- _Dataset_
◆ ◆ ◆
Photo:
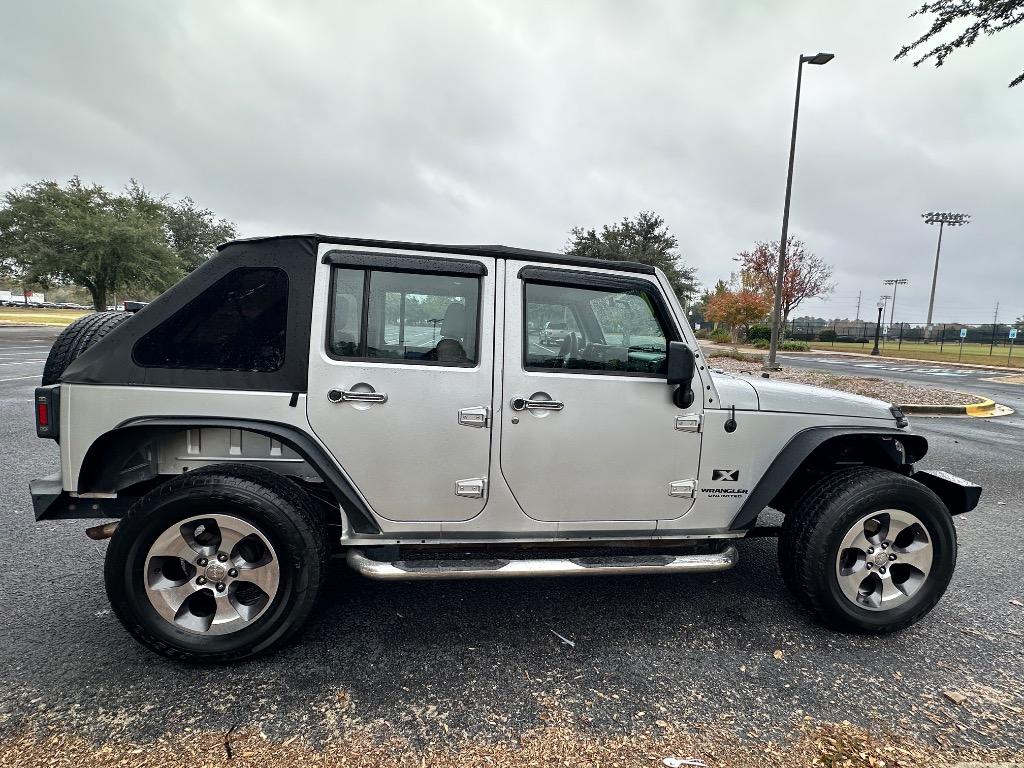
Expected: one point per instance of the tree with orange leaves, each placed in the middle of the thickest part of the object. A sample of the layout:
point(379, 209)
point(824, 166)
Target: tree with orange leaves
◆ ◆ ◆
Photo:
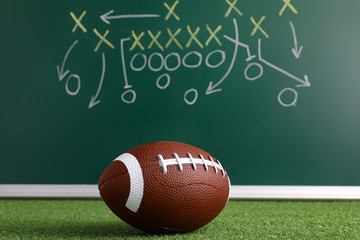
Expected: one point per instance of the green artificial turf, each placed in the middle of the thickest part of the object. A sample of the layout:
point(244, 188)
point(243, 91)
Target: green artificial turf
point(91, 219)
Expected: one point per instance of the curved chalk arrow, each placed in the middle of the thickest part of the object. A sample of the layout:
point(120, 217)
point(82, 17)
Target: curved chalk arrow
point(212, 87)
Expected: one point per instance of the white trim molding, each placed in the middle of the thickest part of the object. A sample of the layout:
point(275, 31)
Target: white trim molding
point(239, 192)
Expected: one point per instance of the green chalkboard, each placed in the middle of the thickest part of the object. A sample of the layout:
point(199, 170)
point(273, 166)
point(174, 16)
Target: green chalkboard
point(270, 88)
◆ ◆ ◆
- _Short problem_
Rewrite the lines that run from the line containing "Expected: one point per instance of the white" through the line containing "point(239, 192)", switching "white trim molding" to "white door frame" and leaving all else unchanged.

- _Result of this task_
Expected: one point per instance of the white door frame, each placed in the middle of the thickest part of the object. A sample of the layout:
point(275, 31)
Target: white door frame
point(239, 192)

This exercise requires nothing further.